> **THE DATA**
+-------+

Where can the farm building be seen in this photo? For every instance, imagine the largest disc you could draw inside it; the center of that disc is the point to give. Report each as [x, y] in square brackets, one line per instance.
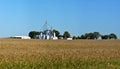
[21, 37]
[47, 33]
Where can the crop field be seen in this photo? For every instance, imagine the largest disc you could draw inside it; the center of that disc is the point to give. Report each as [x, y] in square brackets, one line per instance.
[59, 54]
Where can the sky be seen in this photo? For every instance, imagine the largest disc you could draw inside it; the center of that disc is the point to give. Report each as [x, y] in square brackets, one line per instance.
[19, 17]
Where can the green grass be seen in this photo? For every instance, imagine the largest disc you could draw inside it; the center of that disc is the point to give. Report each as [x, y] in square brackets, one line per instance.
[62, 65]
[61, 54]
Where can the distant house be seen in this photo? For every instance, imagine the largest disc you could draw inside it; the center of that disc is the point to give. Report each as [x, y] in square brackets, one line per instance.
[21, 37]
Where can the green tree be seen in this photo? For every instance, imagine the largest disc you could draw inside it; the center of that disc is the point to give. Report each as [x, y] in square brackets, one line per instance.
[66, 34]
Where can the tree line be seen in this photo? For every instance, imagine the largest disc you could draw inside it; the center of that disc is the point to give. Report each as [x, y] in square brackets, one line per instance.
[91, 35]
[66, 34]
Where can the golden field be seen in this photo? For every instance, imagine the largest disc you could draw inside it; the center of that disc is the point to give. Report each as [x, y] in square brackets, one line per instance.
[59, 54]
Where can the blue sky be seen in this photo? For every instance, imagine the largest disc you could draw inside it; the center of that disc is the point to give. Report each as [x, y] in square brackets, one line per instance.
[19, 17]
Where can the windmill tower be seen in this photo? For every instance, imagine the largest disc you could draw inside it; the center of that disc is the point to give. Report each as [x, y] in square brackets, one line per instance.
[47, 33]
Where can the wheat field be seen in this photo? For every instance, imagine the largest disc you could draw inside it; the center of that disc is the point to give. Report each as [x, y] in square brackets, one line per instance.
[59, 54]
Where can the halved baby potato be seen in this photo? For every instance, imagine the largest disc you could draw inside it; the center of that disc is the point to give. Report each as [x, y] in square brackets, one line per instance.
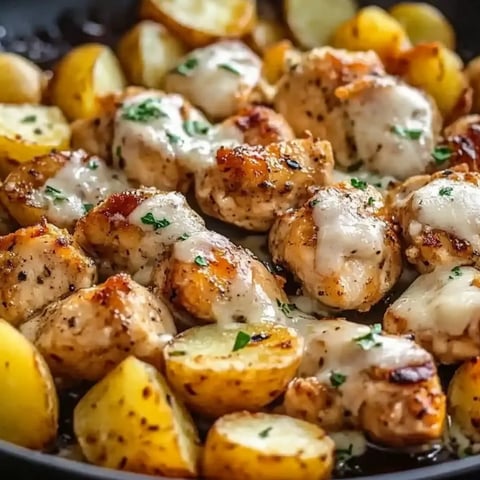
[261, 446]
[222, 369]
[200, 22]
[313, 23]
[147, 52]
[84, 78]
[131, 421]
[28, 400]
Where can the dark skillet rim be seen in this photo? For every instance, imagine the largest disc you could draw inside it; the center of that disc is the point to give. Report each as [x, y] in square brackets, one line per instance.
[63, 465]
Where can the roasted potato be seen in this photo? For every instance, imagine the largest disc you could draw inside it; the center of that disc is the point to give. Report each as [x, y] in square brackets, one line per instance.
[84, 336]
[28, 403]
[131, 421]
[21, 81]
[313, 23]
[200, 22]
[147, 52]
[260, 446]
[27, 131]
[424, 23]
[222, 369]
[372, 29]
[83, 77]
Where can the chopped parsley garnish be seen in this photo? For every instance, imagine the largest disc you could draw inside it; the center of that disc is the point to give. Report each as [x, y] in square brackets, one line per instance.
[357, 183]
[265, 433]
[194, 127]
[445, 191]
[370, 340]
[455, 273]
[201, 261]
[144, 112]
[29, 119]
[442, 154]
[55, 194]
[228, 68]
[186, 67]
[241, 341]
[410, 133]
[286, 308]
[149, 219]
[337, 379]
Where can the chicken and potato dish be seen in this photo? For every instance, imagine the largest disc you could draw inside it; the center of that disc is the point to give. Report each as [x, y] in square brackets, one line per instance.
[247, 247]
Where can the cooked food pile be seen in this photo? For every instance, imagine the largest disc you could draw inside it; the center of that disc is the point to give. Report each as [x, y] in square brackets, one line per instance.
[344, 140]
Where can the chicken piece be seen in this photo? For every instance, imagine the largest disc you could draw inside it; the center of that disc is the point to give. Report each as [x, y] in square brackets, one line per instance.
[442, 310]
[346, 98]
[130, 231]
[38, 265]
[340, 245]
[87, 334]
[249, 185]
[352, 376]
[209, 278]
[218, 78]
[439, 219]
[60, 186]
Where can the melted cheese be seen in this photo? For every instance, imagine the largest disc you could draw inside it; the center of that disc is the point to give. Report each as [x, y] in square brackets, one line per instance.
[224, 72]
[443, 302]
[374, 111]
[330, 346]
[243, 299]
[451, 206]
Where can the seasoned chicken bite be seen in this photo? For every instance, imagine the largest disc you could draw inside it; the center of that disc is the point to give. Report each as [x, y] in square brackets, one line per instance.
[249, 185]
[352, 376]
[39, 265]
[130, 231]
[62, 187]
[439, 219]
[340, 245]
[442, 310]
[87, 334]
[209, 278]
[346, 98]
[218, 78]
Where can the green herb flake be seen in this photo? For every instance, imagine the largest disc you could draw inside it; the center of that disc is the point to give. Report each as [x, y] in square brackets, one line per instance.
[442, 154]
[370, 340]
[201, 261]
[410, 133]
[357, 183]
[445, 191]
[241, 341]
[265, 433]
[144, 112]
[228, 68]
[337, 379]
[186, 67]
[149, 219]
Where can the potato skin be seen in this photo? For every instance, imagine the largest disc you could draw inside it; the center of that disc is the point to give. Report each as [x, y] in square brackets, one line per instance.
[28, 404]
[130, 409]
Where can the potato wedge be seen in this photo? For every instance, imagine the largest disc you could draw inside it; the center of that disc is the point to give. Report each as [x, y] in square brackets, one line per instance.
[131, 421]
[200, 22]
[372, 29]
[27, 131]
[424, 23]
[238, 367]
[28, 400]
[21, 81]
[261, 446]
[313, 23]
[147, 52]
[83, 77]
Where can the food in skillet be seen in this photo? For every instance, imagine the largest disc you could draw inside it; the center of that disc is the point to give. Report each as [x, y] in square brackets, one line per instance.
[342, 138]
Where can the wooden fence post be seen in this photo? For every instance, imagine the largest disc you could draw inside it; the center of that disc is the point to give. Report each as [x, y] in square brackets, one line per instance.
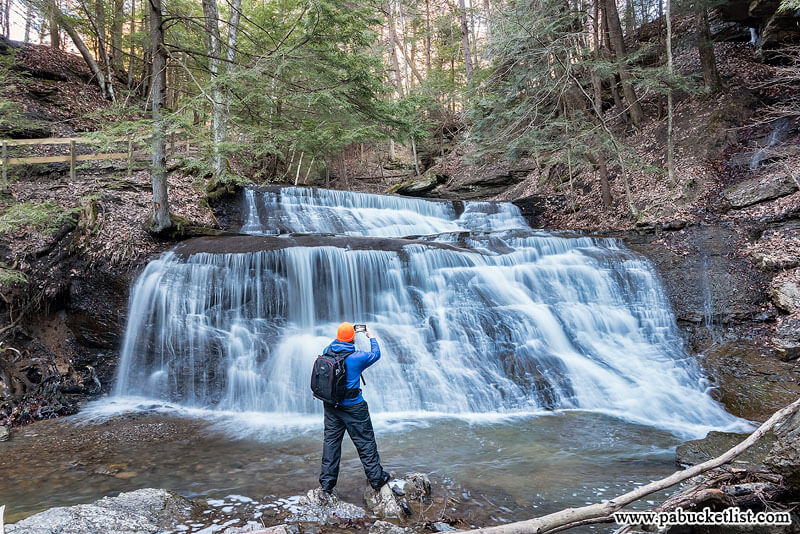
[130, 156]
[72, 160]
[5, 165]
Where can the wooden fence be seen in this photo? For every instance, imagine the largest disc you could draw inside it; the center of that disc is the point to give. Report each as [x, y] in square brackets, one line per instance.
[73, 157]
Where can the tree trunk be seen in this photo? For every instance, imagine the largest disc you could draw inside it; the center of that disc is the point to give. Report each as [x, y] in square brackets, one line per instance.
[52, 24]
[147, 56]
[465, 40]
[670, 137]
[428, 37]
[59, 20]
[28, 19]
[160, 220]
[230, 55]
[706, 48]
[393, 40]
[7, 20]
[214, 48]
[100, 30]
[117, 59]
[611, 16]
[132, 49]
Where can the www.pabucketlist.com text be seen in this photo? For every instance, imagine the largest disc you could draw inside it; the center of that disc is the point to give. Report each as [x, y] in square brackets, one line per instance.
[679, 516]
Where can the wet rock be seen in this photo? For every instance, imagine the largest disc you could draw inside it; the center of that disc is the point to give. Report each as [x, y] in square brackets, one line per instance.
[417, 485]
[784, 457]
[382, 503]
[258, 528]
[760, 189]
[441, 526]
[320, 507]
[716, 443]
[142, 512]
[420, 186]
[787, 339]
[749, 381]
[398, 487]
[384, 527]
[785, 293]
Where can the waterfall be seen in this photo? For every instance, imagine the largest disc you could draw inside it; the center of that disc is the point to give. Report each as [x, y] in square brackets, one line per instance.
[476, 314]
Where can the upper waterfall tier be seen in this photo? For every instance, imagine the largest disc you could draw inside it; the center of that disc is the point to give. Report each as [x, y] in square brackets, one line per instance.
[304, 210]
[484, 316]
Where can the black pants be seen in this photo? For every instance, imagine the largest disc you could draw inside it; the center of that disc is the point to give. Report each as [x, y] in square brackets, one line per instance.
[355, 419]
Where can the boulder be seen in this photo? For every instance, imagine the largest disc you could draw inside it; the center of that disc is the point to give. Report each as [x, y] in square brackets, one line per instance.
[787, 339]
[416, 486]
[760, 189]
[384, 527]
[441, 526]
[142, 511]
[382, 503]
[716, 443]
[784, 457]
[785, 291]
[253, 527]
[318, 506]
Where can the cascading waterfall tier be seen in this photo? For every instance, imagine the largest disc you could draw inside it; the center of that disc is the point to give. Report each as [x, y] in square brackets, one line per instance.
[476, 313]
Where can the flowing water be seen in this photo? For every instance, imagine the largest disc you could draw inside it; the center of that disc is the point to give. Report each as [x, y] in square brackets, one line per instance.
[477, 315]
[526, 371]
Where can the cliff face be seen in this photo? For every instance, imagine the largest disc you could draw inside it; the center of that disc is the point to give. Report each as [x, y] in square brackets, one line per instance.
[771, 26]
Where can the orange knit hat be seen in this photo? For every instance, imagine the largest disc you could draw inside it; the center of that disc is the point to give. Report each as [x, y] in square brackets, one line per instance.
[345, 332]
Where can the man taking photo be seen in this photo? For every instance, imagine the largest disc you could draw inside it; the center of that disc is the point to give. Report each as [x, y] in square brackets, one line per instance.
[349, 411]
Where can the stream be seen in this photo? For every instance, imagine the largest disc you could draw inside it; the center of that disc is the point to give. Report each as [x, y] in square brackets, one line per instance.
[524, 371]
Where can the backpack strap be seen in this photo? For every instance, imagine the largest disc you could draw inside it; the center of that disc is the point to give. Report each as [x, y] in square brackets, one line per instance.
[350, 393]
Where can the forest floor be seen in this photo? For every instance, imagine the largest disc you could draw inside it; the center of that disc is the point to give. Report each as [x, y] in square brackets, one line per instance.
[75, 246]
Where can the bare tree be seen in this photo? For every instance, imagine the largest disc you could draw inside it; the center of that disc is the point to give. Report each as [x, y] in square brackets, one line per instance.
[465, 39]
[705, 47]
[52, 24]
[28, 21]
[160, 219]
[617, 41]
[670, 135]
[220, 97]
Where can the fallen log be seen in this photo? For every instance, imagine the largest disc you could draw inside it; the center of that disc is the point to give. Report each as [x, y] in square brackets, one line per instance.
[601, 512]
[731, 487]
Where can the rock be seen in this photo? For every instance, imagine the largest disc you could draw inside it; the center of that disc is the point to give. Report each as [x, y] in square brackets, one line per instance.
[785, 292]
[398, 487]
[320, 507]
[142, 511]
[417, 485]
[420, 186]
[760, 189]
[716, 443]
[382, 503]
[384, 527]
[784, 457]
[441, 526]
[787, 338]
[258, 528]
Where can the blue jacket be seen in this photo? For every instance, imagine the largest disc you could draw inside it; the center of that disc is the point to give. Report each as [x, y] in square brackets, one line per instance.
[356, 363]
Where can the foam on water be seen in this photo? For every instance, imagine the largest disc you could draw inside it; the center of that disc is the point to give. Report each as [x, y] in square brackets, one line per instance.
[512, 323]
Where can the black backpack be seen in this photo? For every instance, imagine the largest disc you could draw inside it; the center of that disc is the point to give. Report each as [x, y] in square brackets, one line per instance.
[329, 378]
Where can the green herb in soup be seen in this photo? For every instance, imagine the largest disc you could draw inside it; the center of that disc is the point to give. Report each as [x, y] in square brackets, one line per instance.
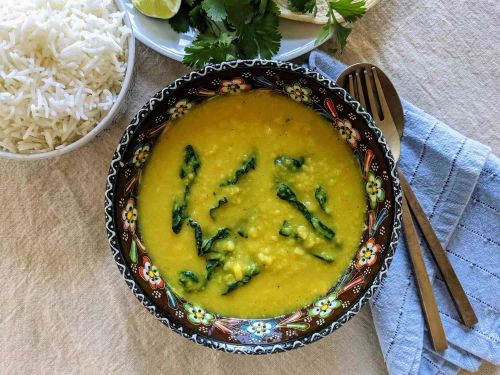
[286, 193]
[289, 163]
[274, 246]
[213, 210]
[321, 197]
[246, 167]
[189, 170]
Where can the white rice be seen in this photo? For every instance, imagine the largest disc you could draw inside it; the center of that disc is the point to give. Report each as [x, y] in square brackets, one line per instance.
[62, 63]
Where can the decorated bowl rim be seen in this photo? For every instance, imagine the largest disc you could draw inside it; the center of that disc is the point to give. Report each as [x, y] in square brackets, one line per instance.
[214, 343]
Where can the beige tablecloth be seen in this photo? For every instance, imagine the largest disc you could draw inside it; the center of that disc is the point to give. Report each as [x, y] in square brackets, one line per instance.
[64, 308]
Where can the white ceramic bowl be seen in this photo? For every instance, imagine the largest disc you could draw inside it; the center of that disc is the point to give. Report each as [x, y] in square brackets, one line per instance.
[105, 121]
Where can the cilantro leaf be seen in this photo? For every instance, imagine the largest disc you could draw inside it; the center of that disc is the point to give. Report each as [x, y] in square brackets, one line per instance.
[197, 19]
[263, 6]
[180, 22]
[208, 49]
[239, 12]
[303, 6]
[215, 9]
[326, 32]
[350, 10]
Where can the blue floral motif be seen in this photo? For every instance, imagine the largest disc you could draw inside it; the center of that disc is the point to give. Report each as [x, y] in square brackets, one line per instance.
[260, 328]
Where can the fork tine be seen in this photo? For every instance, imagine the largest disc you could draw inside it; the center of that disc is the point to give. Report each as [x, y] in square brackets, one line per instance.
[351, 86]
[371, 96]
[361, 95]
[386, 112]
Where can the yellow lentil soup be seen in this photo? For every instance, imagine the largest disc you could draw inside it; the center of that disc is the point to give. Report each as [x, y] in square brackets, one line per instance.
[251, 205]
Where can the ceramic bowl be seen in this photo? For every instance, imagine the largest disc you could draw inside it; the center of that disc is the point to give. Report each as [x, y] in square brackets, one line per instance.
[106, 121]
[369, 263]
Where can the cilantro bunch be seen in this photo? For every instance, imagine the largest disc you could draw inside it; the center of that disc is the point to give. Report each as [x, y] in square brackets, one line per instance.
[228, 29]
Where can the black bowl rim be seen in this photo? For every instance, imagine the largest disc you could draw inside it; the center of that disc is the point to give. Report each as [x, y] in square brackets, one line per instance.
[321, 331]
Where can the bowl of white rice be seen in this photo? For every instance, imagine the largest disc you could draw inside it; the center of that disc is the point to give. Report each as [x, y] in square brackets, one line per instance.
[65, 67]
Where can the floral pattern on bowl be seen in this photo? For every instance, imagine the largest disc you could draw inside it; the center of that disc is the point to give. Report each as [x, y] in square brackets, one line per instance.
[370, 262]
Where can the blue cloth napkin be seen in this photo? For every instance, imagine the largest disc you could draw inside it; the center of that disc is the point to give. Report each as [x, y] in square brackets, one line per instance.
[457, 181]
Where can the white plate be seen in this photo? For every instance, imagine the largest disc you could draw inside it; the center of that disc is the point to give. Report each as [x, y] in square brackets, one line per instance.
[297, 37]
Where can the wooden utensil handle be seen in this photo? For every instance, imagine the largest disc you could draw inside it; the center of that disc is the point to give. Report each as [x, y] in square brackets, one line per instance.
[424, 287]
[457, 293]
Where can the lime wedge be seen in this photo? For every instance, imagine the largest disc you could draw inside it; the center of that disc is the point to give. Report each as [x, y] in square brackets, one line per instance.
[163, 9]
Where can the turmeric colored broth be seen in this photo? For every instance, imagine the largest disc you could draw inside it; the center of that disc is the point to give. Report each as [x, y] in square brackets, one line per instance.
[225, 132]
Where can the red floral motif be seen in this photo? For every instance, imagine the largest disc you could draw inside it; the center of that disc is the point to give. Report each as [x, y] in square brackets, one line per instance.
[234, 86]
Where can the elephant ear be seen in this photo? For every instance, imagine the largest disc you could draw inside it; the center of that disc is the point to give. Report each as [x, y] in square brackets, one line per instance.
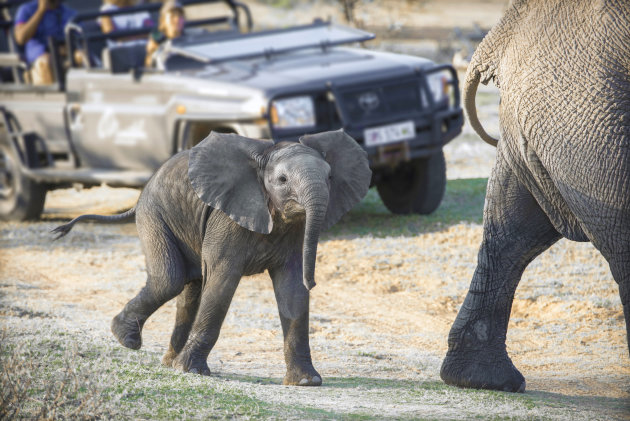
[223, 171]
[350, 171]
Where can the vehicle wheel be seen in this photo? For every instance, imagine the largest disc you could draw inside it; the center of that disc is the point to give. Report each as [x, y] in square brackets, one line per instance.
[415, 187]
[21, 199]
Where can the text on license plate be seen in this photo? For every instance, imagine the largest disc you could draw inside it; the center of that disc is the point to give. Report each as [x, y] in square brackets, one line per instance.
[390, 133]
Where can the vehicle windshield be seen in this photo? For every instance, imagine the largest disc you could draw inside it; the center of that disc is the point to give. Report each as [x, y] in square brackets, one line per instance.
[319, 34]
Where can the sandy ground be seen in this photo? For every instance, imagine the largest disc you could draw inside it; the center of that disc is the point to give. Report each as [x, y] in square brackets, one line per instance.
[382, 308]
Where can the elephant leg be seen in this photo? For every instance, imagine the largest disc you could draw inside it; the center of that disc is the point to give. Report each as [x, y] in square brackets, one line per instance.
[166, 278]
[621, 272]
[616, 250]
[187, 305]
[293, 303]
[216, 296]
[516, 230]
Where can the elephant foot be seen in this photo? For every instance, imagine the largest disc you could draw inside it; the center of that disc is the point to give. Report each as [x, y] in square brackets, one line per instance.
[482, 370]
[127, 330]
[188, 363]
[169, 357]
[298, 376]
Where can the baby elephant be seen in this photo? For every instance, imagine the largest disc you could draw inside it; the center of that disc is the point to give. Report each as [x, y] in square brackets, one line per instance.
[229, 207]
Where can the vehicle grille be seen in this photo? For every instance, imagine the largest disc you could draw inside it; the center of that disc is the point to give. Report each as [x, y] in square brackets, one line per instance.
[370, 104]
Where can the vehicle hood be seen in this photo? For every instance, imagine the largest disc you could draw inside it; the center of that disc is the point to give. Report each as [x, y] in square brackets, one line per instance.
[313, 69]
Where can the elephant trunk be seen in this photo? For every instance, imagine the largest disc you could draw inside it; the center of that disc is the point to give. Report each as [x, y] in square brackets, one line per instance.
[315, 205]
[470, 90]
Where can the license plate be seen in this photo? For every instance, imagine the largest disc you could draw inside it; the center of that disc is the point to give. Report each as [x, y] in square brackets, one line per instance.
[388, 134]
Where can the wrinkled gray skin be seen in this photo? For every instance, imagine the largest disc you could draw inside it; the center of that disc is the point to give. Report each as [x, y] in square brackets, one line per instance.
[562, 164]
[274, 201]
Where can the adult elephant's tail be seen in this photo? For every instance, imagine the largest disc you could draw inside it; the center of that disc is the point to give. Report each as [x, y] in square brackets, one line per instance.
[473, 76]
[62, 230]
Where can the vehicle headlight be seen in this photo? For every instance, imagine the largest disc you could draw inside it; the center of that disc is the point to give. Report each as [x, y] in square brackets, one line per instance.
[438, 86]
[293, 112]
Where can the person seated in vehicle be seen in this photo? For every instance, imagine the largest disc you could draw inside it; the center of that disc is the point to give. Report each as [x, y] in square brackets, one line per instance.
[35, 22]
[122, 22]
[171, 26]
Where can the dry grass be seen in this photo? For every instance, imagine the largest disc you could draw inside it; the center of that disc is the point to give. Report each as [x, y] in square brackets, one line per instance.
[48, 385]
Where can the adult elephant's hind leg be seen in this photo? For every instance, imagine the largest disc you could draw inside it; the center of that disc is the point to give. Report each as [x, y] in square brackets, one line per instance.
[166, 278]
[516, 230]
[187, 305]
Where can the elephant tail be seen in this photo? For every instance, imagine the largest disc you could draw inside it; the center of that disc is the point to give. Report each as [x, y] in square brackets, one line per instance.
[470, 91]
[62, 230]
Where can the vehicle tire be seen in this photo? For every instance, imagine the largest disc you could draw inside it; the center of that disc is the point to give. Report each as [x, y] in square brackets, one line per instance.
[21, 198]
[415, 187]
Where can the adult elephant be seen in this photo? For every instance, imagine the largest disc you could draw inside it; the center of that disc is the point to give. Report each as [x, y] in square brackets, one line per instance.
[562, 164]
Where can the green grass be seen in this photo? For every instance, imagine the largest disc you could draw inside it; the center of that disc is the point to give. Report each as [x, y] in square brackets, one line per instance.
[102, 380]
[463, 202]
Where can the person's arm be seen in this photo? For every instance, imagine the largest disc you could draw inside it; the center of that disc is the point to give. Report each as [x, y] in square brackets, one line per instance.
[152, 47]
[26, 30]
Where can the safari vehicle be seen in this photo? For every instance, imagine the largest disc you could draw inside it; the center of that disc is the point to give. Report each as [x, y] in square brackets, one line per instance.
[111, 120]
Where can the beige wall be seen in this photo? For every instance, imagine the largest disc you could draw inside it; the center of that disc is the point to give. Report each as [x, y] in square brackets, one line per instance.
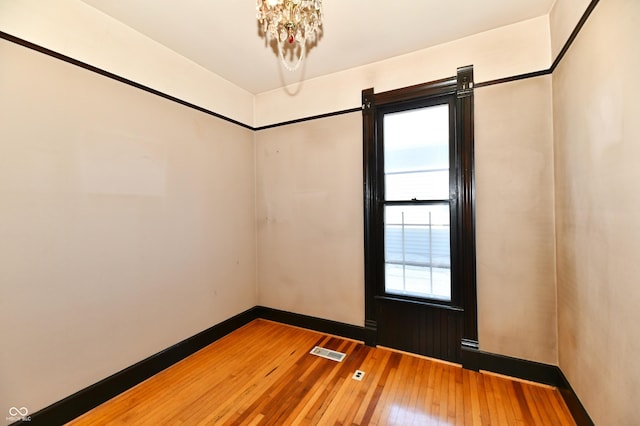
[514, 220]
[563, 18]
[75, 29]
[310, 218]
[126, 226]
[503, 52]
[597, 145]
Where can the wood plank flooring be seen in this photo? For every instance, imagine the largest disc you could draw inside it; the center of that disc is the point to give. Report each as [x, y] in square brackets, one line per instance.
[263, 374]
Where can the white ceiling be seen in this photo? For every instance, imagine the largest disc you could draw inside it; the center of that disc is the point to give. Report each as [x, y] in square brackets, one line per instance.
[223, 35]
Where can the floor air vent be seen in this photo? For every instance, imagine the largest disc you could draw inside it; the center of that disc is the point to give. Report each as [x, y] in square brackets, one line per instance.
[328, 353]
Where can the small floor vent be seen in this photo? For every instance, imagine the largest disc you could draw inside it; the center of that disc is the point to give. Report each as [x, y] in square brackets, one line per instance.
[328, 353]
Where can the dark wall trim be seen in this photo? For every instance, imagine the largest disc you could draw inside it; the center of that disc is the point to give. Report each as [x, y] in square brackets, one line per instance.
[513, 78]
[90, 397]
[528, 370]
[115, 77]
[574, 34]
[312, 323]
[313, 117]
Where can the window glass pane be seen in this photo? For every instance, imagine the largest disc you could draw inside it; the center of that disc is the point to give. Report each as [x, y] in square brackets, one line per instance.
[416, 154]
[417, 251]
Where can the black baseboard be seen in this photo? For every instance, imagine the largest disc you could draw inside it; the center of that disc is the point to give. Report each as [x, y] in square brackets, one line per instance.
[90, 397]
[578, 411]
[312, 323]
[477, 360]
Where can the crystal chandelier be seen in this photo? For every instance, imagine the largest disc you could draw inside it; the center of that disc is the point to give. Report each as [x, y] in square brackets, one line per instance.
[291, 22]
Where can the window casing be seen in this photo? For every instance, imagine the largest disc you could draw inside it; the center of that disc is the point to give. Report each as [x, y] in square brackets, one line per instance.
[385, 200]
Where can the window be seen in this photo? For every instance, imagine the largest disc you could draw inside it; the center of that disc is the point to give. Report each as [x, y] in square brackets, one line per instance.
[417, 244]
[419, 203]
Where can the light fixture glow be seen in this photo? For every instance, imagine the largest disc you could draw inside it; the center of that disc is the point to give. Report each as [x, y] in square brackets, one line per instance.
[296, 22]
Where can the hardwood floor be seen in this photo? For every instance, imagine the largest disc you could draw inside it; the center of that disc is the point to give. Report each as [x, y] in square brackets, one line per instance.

+-------+

> **REQUIREMENT**
Starting at the line that contains "Where can the light", quote each remaining line of the entries above, unchanged.

> **WRITTEN SOLUTION**
Where can the light fixture glow be seen in this photo? For every instance, imagine the largest disc you could draw inside it; the center of that disc is the point to give. Report each as [x, y] in square brackets, one line per instance.
[296, 22]
Where can the hardwood floor be seen in this photo? For every instance, imagine the largest disc you could draw inside it; the center of that disc is the point to give. Report each as [x, y] in square brackets, one line per instance.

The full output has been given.